Page excerpt -
________

/Learning-from-Multiple-Annotator-Noisy-Labels

Code for our paper 'Learning from Multiple Annotator Noisy Labels via Sample-wise Label Fusion' published on ECCV 2022

Primary LanguagePythonMIT LicenseMIT

Learning from Multi-AnT Noisy Labels (ECCV 2022)

This repo contains code for our paper 'Learning from Multiple Annotator Noisy Labels via Sample-wise Label Fusion' published on ECCV 2022. If you find it useful, please cite our paper. More info about the first author could be found on his homepage: https://zhengqigao.github.io/.

________

Data for review -
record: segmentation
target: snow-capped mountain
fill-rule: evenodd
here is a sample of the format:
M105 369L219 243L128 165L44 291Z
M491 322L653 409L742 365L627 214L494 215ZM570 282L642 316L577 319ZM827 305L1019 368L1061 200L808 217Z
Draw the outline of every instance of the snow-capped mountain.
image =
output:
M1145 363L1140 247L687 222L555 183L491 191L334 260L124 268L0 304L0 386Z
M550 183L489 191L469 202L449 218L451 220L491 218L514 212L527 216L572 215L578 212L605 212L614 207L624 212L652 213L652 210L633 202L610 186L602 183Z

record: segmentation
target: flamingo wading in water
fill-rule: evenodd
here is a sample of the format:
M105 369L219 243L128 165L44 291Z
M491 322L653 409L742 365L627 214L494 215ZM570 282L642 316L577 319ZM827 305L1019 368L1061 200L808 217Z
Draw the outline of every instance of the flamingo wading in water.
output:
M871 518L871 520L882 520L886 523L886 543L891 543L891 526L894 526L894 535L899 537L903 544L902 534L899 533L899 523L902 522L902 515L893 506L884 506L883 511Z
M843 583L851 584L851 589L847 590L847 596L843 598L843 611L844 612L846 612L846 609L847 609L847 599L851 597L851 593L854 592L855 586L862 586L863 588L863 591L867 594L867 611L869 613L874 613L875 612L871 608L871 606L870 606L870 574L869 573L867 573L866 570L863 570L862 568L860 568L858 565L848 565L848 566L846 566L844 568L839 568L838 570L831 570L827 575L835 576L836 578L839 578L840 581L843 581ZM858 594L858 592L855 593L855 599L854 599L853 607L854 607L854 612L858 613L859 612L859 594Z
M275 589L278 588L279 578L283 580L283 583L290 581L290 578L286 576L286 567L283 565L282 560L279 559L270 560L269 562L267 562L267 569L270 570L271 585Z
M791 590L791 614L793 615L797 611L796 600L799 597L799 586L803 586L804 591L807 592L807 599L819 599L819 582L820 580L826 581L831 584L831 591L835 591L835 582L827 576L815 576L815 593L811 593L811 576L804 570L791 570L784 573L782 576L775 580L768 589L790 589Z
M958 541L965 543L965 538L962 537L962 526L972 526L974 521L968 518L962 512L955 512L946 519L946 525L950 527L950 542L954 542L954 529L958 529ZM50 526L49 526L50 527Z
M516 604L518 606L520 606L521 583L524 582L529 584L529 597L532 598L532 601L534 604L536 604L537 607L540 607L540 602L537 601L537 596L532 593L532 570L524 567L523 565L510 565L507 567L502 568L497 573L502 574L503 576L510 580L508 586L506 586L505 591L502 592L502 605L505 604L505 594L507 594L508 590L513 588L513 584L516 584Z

________

Tasks to complete -
a: Could you reproduce the part of the repository page on multiple-annotator noisy labels between "Learning from Multi-AnT" and "his homepage: https://zhengqigao.github.io/.", inclusive?
b: Could you extend the repository page on learning from multiple-annotator noisy labels, picking up after its last sentence?

Exercise answers -
a:
Learning from Multi-AnT Noisy Labels (ECCV 2022)

This repo contains code for our paper 'Learning from Multiple Annotator Noisy Labels via Sample-wise Label Fusion' published on ECCV 2022. If you find it useful, please cite our paper. More info about the first author could be found on his homepage: https://zhengqigao.github.io/.

b:
@misc{gao2022learning,
      title={Learning from Multiple Annotator Noisy Labels via Sample-wise Label Fusion}, 
      author={Zhengqi Gao and Fan-Keng Sun and Mingran Yang and Sucheng Ren and Zikai Xiong and Marc Engeler and Antonio Burazer and Linda Wildling and Luca Daniel and Duane S. Boning},
      year={2022},
      eprint={2207.11327},
      archivePrefix={arXiv},
      primaryClass={cs.LG}
}

Detailed instructions have been provided under each folder. We suggest readers first going through the code in the TwoMoon folder. It is a bare-bone implementation covering the key ideas and code snippet of our method. After reading it, readers should be able to re-implement our method.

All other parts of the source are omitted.